TO BE DONE
Report every line in the data below that contains the word "tree", copying each such line in full.

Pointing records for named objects
--------

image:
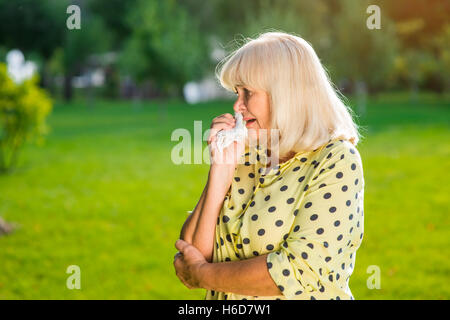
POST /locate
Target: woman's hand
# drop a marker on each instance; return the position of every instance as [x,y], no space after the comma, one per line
[230,155]
[188,263]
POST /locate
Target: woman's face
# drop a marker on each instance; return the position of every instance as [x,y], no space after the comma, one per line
[254,106]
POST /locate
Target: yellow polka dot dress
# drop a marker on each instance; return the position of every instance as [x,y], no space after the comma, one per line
[306,214]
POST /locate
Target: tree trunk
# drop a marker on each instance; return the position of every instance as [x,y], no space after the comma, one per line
[68,92]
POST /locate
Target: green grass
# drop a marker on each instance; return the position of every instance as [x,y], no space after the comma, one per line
[103,194]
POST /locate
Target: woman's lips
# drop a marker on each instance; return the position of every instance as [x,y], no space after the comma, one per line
[249,122]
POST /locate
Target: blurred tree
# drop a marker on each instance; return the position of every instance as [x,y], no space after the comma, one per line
[165,46]
[23,110]
[78,45]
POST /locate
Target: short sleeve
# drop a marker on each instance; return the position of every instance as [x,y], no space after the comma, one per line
[315,259]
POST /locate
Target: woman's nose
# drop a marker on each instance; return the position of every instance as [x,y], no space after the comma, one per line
[239,106]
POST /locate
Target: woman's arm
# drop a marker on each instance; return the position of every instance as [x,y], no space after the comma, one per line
[188,229]
[246,277]
[219,182]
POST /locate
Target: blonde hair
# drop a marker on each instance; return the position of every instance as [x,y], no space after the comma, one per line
[304,105]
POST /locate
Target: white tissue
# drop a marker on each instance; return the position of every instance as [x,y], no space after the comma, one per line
[227,137]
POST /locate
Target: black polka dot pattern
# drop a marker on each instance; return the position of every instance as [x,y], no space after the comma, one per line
[306,215]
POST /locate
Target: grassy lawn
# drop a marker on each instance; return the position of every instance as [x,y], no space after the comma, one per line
[103,194]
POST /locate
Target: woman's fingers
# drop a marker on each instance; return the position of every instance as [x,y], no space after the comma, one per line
[227,118]
[216,128]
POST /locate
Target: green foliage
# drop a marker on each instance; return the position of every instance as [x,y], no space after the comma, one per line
[166,45]
[23,110]
[106,197]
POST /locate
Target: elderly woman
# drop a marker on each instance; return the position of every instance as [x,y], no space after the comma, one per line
[290,229]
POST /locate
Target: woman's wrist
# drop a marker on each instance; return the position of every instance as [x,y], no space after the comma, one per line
[202,276]
[221,175]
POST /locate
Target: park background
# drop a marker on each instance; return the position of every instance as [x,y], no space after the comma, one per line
[86,176]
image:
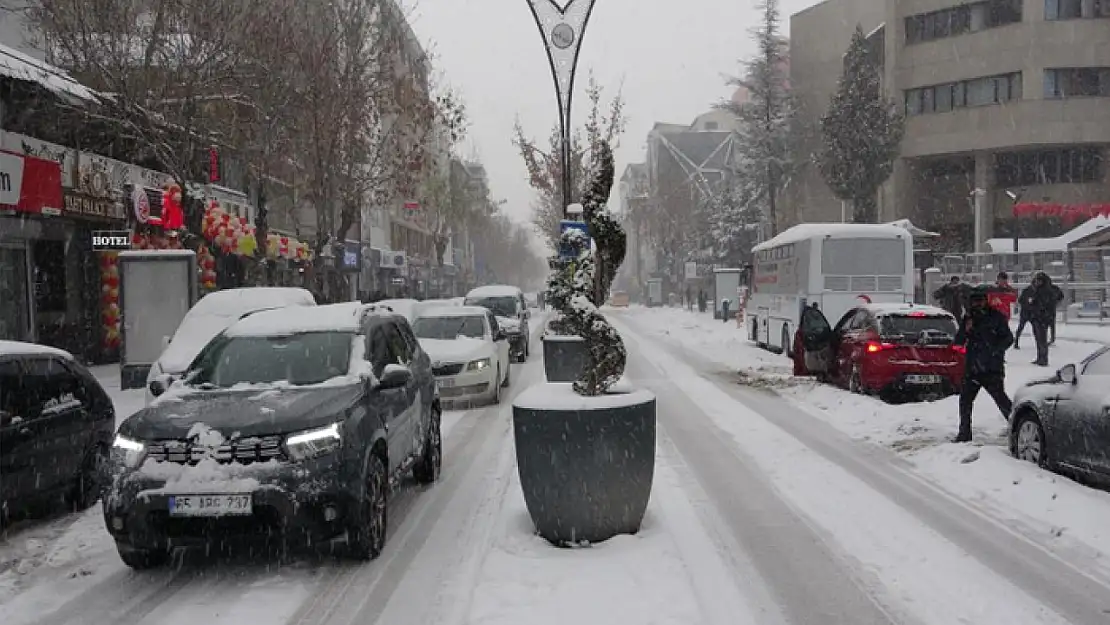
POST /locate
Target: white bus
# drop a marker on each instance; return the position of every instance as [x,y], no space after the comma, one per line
[834,265]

--------

SOLVED EXERCISE
Target: tree trunk
Target: blurred tree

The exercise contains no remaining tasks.